- [Exercise tasks]:
(a) Answer these questions from the text on modeling in cell biology:
(i) What two scarcities does it name as the main factors limiting progress toward a more quantitative biology?
(ii) Why do theorists often resort to oversimplified modeling approaches?
(iii) What do classical mathematical biology strategies strongly emphasize, and mainly for what purpose?
(b) Carry on the text on modeling in cell biology from the point where it stops.

The main limiting factors hindering progress towards a more quantitative biology are the scarcities of detailed quantitative experimental data and of computational tools designed to use such data for the development and testing of biologically meaningful models. This is especially true for cell biology, where predictive models in areas such as immunology or oncology require acquiring and modeling data at multiple spatial/physiological scales, from the subcellular, molecular scale to the scale of whole cells and beyond to cell populations.
Unfortunately, the two factors enhance each other. For example, most experimental biologists see no need to consistently calibrate fluorescent-activated cell sorting measurements or provide absolute levels—as opposed to just relative to "control"—of intracellular protein expression or phosphorylation and their subcellular spatial distributions. This is because the computational approaches that could turn those data into quantitative models have been either unavailable or inaccessible to experimentalists because their application requires a strong background in physics, mathematics, and computer science.
Theorists, on the other hand, frequently resort to oversimplified modeling approaches because detailed quantitative data that would be needed for biologically more realistic models are missing.
Systems biology promises to overcome this deadlock by systematically generating highly detailed data sets and by fostering the development of the computational approaches appropriate for these data. Such new computational approaches necessarily differ from the classical mathematical biology strategies that put a strong emphasis on parsimony—in most cases mainly in order to keep the equations easily tractable.
For example, cellular signaling networks may comprise many dozens of molecular species, and consequently, up to hundreds or even thousands of molecule complexes. Writing by hand the systems of ODEs (ordinary differential equations) describing the network dynamics and adjusting them by hand every time some components of the network models change is not feasible. When, in addition, spatial considerations play a role for a cell biological model, creating the appropriate mathematical representation becomes even more complicated.

- [Dataset]:
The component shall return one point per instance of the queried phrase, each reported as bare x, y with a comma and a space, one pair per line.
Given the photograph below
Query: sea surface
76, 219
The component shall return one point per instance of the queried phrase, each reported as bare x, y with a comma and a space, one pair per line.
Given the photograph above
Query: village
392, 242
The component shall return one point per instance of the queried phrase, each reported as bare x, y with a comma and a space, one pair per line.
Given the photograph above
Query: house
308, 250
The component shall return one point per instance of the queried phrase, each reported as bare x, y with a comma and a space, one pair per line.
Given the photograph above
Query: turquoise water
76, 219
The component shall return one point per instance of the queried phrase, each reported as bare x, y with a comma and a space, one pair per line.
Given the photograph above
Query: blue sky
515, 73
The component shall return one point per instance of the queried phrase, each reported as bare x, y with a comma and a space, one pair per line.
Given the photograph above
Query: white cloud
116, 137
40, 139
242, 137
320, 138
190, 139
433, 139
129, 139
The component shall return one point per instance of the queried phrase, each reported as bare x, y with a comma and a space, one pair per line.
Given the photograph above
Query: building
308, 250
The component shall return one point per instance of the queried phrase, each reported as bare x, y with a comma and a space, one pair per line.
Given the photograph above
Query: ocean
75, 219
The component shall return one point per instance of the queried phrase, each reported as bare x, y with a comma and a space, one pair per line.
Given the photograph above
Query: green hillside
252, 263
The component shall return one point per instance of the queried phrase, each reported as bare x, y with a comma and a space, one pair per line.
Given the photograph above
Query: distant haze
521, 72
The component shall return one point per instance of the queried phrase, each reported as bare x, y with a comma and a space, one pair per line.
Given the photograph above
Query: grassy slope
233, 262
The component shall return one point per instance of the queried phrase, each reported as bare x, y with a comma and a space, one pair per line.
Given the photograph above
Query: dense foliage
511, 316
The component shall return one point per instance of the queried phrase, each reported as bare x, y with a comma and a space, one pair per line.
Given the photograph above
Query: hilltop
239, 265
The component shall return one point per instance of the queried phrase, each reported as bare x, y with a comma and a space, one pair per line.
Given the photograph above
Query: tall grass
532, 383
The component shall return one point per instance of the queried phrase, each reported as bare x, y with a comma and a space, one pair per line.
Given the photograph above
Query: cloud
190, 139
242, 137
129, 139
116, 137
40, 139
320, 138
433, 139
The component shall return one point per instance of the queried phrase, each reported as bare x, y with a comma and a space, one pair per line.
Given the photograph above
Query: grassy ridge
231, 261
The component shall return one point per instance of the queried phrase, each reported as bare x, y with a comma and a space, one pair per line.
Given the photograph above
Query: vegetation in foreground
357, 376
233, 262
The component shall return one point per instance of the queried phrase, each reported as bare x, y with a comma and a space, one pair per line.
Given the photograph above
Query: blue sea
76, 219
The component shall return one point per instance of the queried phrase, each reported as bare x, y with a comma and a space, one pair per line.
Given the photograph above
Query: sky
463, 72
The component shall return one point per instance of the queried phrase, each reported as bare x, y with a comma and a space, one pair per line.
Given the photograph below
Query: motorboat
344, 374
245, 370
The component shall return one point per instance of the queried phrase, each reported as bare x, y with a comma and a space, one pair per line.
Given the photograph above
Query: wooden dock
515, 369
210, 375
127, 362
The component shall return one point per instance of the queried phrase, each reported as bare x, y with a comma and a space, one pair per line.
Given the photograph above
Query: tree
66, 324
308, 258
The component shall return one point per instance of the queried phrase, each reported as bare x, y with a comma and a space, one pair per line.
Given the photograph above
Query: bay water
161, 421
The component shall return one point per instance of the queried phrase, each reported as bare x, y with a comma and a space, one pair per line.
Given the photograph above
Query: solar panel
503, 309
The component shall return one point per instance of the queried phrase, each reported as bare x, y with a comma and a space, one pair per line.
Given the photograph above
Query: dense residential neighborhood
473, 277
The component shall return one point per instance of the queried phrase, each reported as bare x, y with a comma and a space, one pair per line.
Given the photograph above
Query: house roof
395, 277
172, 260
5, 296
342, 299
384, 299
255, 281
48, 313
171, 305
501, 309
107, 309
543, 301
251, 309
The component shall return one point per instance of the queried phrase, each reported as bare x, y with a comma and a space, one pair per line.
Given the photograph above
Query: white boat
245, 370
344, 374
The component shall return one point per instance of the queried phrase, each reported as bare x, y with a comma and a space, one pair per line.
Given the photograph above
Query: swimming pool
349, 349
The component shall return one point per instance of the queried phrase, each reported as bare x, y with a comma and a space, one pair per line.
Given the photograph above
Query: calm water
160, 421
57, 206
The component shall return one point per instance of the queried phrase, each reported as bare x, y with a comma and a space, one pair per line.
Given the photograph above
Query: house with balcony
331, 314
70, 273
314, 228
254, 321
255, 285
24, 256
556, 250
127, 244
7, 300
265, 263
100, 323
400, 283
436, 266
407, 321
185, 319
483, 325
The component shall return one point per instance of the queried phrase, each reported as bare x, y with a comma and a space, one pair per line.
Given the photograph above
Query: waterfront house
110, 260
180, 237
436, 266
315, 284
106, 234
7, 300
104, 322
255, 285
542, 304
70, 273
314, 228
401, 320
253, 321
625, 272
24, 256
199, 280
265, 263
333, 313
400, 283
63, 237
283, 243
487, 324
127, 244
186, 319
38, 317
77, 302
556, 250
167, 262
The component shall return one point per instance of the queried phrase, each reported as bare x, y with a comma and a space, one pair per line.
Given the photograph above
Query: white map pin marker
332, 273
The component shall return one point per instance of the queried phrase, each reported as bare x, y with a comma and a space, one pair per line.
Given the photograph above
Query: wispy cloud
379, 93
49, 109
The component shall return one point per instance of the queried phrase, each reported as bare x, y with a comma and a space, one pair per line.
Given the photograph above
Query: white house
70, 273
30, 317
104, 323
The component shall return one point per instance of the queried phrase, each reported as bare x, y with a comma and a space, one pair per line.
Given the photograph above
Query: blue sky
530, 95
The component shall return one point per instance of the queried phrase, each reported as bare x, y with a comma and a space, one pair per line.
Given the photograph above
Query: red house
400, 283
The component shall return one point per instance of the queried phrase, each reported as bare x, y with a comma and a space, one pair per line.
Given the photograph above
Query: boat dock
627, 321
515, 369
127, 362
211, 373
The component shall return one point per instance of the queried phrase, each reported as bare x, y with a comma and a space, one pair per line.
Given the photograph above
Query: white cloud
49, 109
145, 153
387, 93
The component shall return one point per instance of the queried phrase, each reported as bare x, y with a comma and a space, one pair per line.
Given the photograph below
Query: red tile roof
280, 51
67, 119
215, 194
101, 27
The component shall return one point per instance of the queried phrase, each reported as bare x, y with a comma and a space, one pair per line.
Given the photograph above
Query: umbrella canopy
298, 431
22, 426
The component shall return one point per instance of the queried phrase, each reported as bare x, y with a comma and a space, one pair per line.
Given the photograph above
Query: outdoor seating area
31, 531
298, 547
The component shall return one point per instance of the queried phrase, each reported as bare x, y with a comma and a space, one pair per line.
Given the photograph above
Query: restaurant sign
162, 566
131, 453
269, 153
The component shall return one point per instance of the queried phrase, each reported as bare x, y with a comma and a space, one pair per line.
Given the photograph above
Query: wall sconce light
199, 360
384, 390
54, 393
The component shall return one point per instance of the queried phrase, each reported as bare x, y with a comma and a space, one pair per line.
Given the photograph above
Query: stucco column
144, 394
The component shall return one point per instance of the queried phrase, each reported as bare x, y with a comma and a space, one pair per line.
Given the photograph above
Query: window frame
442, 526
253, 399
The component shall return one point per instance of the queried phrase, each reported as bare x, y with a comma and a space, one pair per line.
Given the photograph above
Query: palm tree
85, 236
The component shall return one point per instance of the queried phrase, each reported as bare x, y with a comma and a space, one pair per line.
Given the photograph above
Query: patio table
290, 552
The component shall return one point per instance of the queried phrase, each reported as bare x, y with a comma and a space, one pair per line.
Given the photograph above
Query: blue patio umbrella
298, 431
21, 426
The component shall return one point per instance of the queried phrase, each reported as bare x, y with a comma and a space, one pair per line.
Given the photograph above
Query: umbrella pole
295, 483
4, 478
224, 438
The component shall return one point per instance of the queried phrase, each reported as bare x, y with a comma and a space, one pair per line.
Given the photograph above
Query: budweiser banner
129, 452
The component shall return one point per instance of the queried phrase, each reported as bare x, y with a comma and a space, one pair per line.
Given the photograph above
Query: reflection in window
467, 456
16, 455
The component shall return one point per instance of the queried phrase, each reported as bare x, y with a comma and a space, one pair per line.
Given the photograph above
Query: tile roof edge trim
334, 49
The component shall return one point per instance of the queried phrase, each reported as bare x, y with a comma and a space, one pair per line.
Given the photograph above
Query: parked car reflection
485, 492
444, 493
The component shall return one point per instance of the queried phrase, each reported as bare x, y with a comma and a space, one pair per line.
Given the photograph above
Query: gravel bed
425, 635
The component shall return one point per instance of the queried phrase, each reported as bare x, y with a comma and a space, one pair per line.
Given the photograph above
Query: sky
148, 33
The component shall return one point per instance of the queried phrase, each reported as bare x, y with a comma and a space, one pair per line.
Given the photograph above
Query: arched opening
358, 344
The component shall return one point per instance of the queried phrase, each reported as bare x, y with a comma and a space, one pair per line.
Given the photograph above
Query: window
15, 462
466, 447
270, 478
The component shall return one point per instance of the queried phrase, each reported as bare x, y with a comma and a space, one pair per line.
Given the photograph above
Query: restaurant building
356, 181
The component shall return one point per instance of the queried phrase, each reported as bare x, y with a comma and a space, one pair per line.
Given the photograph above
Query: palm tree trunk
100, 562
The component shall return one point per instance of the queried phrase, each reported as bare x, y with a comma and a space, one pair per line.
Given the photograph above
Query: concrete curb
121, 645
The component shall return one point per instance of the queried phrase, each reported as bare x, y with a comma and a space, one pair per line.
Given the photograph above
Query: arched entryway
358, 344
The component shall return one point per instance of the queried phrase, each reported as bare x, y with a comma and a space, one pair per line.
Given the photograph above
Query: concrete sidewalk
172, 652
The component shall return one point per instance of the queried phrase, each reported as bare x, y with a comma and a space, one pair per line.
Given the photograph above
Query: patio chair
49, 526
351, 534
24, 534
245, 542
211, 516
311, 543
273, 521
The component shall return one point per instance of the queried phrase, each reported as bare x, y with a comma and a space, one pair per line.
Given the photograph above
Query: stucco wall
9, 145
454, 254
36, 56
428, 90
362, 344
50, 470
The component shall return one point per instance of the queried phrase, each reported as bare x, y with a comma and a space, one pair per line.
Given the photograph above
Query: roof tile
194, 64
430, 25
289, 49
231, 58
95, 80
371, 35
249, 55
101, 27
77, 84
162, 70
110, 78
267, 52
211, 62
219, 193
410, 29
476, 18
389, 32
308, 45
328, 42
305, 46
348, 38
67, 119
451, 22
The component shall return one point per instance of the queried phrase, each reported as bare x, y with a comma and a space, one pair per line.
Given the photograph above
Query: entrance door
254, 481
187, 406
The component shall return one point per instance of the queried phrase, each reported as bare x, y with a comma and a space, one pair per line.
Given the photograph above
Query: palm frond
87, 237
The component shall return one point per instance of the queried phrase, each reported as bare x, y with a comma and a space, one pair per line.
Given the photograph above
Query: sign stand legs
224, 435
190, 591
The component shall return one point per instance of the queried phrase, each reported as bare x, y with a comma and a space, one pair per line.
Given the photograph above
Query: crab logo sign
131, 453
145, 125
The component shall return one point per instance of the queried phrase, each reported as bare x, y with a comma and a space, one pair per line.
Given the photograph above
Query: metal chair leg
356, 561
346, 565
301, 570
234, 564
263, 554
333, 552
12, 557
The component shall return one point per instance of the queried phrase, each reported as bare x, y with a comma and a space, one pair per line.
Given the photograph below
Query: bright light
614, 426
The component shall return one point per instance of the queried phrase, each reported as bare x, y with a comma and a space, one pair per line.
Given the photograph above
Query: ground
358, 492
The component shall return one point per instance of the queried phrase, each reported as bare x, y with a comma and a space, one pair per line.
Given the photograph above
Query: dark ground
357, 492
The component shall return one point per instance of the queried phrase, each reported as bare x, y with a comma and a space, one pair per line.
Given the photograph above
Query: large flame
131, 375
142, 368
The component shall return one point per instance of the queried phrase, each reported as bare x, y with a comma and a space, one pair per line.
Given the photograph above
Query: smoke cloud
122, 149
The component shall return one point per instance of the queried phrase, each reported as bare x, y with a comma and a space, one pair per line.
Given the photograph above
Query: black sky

- [Answers by item number]:
(a)
(i) The scarcity of detailed quantitative experimental data and the scarcity of computational tools designed to use such data to develop and test biologically meaningful models.
(ii) The detailed quantitative data needed for biologically more realistic models are missing.
(iii) They emphasize parsimony, mainly to keep the equations easily tractable.

(b)
Simmune is the name of a suite of software tools that guides the user through the multiple hierarchical scales of cellular behavior, facilitating the generation of comprehensive models. It was originally created to simulate immunological phenomena—hence its name, Simmune—but it is applicable to a very broad class of cell biological models.
The development of Simmune started at the Institute for Theoretical Physics of the University of Hamburg, Germany. Now, its development continues as part of the biocomputation effort at the NIAID Laboratory of Systems Biology.
The goal of our work is to provide the computational approaches appropriate for modeling cell biological systems based on data that describe cellular behavior on various scales, from interactions between molecular domains to the behavior of populations of cells.
In our view, such modeling software should not only offer cutting edge technical simulation capabilities but also, importantly, should make it possible for (experimental) biologists to define the computational equivalents of their biological models without having to deal with scripting languages or the mathematics involved in translating those models into formalized representations that can be (quantitatively) simulated.
The graphical user interface of the Simmune modeler allows the biologist to easily interact with the modeling software and largely eliminates the necessity to follow the "classical" strategy of first translating a biological model into a simplified version that then can be "modeled" by a theorist.
At the fundamental level, all biochemical processes are the result of stochastic molecular motion and interactions. In many cases, molecular concentrations are high enough and the molecules are sufficiently evenly distributed in space to make mass action-based approaches applicable. However, especially in the context of interactions among membrane-bound proteins, spatial inhomogeneities and low concentrations can lead to effects that cannot be captured with techniques assuming evenly distributed molecular players. To address the conceptual and technical challenges associated with a proper computational treatment, we are developing mathematical tools based on the description in terms of reaction-diffusion Green's functions.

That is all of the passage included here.